#### TESTO DA LEGGERE ####
Galeazzi, la voce dello sport nazionale

Se ne va una delle icone del giornalismo italiano, Giampiero Galeazzi: la sua voce ha accompagnato alcuni tra i più memorabili successi della storia dello sport azzurro, ma non solo…
Galeazzi

«Io penso che questa mia vita mi abbia dato tantissimo. Mi sono reso conto che la gente non mi ha dimenticato. Ho unito due tipologie diverse di pubblico: sono stato Pippo Baudo e Sandro Ciotti messi assieme, una bomba atomica. Ma non mi sono mai montato la testa, sono sempre stato spontaneo. Sono durato 42 anni in Rai con la mia professionalità, con il mio entusiasmo». Poco tempo fa, prima di lasciare questa terra nella giornata di ieri, 12 novembre, Giampiero Galeazzi si era espresso così rispondendo in merito alla sua lunga carriera giornalistica. Icona tra i cronisti sportivi, aveva 75 anni e da tempo soffriva di una forma grave di diabete.

Nell’Italia lanciata dal boom economico e segnata nel bene e nel male dai monopoli televisivi, prima dell’avvento di internet e delle trasmissioni digitali, Galeazzi ha rappresentato una vera e propria istituzione tra i colleghi del giornalismo sportivo. Spesso in ritardo agli appuntamenti di redazione, ma appassionato e competente come pochi quando inviato o assegnato a un evento, alla sua telecronaca si legano alcuni dei più emozionanti successi del nostro Paese sul piano dello sport internazionale. È a lui che si deve l’esposizione al grande pubblico di alcune espressioni come “alzare i colpi” o “c’è luce”, diventate proverbiali ad esempio nel canottaggio. Imitato da tanti, resta celebre in particolare per l’umanità che imprimeva al suo lavoro, per una partecipazione vera, pura, pressoché assoluta.
####
(ISTRUZIONI DI LAVORO)
(1) Riporta fedelmente il brano del testo su Galeazzi da "Nell’Italia lanciata dal" a "pura, pressoché assoluta.".
(2) Nel testo su Galeazzi, quanti anni aveva Giampiero Galeazzi quando è morto?
#### ESTRATTI DEI DATI ####
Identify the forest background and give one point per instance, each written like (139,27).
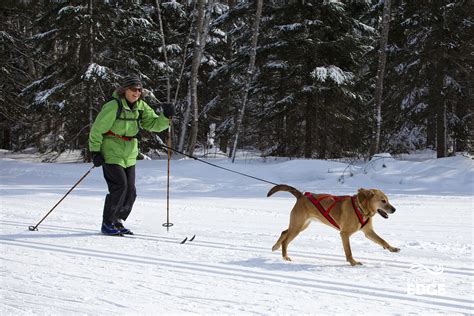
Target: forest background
(316,79)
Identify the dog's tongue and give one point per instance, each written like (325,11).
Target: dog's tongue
(382,213)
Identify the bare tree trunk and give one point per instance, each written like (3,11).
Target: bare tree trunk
(441,128)
(380,77)
(185,122)
(251,73)
(224,138)
(202,29)
(163,47)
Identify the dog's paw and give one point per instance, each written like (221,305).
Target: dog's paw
(355,263)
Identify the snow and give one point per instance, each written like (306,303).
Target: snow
(67,267)
(333,72)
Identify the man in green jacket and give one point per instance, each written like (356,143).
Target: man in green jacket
(114,146)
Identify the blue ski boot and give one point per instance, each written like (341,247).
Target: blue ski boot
(110,229)
(122,229)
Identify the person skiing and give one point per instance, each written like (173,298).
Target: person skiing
(114,146)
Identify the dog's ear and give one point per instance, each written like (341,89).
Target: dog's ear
(366,194)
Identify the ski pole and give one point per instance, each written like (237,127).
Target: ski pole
(168,224)
(32,228)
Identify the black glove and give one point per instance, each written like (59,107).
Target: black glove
(97,159)
(168,109)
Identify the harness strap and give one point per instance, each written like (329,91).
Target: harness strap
(321,208)
(110,133)
(358,212)
(325,213)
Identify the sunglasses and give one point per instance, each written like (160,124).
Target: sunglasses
(135,89)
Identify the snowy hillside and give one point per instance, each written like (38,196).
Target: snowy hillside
(68,267)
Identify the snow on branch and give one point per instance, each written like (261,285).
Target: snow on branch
(96,71)
(72,9)
(334,73)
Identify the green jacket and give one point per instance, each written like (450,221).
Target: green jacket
(114,149)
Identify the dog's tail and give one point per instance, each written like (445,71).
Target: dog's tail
(287,188)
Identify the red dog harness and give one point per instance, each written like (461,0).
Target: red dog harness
(325,213)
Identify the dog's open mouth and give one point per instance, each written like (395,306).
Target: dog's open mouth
(382,213)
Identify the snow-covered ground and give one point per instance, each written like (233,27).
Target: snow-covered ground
(67,267)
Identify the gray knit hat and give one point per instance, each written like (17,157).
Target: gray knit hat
(131,81)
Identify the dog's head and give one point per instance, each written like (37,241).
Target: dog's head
(375,201)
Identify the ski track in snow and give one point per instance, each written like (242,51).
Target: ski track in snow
(67,267)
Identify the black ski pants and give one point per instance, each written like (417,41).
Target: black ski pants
(122,192)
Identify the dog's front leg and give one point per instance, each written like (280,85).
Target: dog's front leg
(347,248)
(370,234)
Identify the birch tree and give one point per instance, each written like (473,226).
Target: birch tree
(202,29)
(250,73)
(380,77)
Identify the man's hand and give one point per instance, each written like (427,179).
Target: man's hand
(97,159)
(168,109)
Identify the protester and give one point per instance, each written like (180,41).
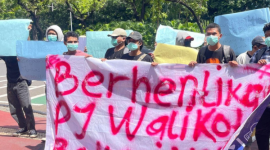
####
(SOLUZIONI DEI COMPITI)
(1)
Nell’Italia lanciata dal boom economico e segnata nel bene e nel male dai monopoli televisivi, prima dell’avvento di internet e delle trasmissioni digitali, Galeazzi ha rappresentato una vera e propria istituzione tra i colleghi del giornalismo sportivo. Spesso in ritardo agli appuntamenti di redazione, ma appassionato e competente come pochi quando inviato o assegnato a un evento, alla sua telecronaca si legano alcuni dei più emozionanti successi del nostro Paese sul piano dello sport internazionale. È a lui che si deve l’esposizione al grande pubblico di alcune espressioni come “alzare i colpi” o “c’è luce”, diventate proverbiali ad esempio nel canottaggio. Imitato da tanti, resta celebre in particolare per l’umanità che imprimeva al suo lavoro, per una partecipazione vera, pura, pressoché assoluta.

(2) 75 anni.